Task to complete:
Copy the records from the line containing "the woman's eyebrow" through the line containing "<point>462,665</point>", keeping the lines that ask for points exactly as they are. Multiply every point coordinate by 0.95 and round it to a whole number, rounding halves up.

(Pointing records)

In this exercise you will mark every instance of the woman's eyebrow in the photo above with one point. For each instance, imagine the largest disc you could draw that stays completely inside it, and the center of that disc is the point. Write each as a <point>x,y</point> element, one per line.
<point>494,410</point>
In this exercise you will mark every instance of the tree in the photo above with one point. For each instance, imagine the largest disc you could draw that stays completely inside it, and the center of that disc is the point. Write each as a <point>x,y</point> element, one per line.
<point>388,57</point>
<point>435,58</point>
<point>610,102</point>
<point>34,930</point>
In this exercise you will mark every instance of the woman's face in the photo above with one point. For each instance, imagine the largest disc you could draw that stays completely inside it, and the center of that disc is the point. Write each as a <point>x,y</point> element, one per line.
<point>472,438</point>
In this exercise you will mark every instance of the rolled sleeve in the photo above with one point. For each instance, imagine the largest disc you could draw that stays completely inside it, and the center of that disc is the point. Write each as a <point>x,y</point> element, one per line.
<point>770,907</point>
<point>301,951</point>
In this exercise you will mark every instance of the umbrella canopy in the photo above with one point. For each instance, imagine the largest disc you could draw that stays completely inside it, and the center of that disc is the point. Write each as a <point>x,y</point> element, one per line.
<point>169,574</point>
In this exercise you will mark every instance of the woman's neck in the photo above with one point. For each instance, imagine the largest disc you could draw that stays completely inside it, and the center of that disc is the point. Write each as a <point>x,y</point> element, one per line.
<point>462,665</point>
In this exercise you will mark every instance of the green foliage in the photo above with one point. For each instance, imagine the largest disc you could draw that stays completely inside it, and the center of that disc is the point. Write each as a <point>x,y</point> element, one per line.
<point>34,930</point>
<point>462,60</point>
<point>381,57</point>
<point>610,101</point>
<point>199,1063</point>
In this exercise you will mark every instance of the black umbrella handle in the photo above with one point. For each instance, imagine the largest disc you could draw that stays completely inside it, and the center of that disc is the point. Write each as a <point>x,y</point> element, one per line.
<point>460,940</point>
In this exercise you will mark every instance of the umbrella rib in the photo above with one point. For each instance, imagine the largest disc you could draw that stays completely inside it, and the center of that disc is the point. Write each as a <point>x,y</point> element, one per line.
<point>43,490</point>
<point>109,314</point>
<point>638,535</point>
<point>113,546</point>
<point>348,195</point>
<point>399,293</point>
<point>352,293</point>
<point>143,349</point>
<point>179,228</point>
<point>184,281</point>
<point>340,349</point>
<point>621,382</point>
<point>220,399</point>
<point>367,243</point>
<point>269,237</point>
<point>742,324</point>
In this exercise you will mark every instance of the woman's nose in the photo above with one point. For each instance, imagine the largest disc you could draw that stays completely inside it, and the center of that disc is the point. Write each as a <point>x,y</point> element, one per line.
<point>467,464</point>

* * *

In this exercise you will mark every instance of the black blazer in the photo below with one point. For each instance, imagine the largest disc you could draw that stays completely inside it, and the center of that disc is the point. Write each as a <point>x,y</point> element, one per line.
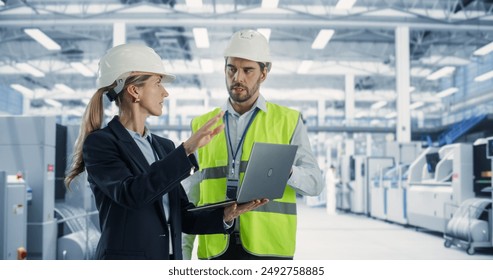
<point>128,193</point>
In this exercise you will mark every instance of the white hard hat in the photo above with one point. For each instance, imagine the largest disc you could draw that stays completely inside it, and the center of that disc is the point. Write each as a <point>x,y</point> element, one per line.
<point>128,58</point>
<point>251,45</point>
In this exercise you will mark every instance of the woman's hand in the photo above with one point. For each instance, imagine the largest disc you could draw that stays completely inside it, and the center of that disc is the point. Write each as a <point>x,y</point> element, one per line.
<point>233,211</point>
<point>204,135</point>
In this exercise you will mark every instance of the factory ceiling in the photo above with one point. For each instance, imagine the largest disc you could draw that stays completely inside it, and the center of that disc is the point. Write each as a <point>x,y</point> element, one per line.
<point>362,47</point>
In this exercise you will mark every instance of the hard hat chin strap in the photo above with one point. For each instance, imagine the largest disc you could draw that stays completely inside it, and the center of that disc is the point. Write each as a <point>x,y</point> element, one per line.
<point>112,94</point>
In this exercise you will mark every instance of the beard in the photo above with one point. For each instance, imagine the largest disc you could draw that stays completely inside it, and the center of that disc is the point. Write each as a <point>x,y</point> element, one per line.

Response:
In this exercise you will mark every instance of the woman's eyebrow in the photo above with one point. For each instance, imagine the largest disc you could draw that stays completely inside it, and the center of that disc is the point. Write each as a <point>x,y</point> element, one per line.
<point>469,390</point>
In this exercise you will mark every instance of the tree in the photo above with one point. For each instance, imagine the largest disc you could draw that stays completely inside it, and the center of that disc is the point. Write each as a <point>x,y</point> element, one per line.
<point>369,54</point>
<point>413,55</point>
<point>580,97</point>
<point>32,884</point>
In this exercise you will mark every instance of the woman's face in the photo above with one point. For each instance, imagine the largest disc you could draw that stays completely inside it, and the center of that disc is the point. Write each as a <point>x,y</point> element, one per line.
<point>448,416</point>
In this exercise you will mark every instance of the rolled sleeve in the photo above with one point. For each instance, imagine the largest disc you could draw that stays completely inside it, and the center of that disc is the point. Write each as a <point>x,y</point> element, one per line.
<point>732,862</point>
<point>286,903</point>
In this exercise you will mark every instance of the umbrella canopy in the photo above with one point. For each instance, imagine the largest disc you could draw that stays completely inside it, and the center of that disc is the point. Write each as a <point>x,y</point> element, one per line.
<point>161,545</point>
In this exercise you will mark every instance of the woman's neck in the photo above with one point. For each instance, imagine the largest disc you could draw that stays completely inside it, and the center of that disc is the point. Write each as a <point>x,y</point> element, one per line.
<point>439,632</point>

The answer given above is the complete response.